Un monopolio, dunque, e non una proprietà come quella degli oggetti di consumo. Ora, il permesso di rompere o interrompere il monopolio va pagato: e il capitalista imprenditore versa l'annuo affitto. Guadagnerà tanto di meno, togliendo la detta somma dal profitto totale che avrà avuto, quando avrà pagato 1.000 di zappatura e venduto 2.000 di grano. Dunque la terra, per sé, e perfino le calorie che il sole vi irradia, non rendono nulla a quello della sedia a sdraio; e intanto egli si pappa la rendita, in quanto la stessa è stata detratta dal valore-lavoro, venuto fuori da quelli che danno la schiena e non la pancia al dardeggiante sole e squarciano, grondanti sudore, il ventre fecondabile della terra vergine e non madre.
Marx dimostra che la stessa legge della discesa del tasso di profitto del capitale, oltre a tutti gli altri fattori, esalta al massimo il valore del monopolio fondiario, e che l'esaltazione è stata massima per le forme non puramente agrarie, come la miniera e il suolo edificatorio, soprattutto presso le grandi città.
Siamo noi che, avanti di proseguire e di giungere con Marx alla dimostrazione che il moderno rapporto tra uomini e terra è il peggiore, quanto a tipi di utilizzazione, ossia di «attrezzamento» a mezzo dei più vari impianti, della scorza terrestre, percorriamo con scarni ricordi la storia umana della conquista della crosta, cercando in essa non la medianica impronta degli atti di volontà, ma gli effetti fisici del lavoro e dello sforzo delle generazioni, compiuto non perché in principio fosse la ragione o la coscienza, ma perché in principio era il bisogno, e nei vari stadi dello svolgimento variamente si provvide dalla collettività umana alla propria sicurezza, vita e moltiplicazione, e con varia vicenda di successi o di catastrofi.

INSIEME DI DATI:
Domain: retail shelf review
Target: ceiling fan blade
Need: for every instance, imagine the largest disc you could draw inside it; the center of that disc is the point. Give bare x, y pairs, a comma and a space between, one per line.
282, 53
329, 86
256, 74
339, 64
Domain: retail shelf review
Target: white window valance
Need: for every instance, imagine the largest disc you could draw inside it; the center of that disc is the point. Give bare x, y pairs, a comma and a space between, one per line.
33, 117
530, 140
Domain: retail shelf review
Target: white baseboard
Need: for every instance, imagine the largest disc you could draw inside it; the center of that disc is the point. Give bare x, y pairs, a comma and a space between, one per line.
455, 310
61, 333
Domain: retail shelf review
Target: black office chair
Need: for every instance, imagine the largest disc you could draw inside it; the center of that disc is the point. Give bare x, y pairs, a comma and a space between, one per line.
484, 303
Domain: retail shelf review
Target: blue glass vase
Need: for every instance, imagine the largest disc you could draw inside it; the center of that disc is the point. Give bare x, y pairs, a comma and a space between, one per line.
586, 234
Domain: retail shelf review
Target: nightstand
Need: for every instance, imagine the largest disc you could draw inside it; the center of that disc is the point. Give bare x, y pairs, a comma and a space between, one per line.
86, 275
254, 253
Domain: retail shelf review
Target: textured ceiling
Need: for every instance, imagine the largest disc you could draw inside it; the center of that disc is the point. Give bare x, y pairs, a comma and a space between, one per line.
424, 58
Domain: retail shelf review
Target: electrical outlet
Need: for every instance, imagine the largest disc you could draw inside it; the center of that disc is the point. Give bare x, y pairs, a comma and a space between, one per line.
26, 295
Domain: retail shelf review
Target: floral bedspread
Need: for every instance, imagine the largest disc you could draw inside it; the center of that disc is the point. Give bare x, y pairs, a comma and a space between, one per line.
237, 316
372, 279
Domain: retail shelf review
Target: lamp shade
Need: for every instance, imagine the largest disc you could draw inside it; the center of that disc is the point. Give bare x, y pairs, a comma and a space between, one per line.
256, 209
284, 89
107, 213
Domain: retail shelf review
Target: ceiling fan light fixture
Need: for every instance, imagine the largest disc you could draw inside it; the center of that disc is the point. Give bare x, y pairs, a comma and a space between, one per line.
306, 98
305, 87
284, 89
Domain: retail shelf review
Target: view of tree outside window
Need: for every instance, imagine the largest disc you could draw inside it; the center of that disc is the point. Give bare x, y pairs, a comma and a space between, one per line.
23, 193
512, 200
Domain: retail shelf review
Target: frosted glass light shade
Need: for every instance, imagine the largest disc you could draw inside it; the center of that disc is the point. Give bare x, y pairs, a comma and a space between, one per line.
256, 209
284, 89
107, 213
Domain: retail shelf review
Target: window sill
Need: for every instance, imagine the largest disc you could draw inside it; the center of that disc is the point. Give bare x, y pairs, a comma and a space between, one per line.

COMPITO ASSEGNATO: Traduci in inglese questa frase del brano sulla rendita fondiaria: «Ora, il permesso di rompere o interrompere il monopolio va pagato: e il capitalista imprenditore versa l'annuo affitto.»

RISULTATO DEL COMPITO: Now, permission to break or interrupt the monopoly has to be paid for: and the capitalist entrepreneur pays the annual rent.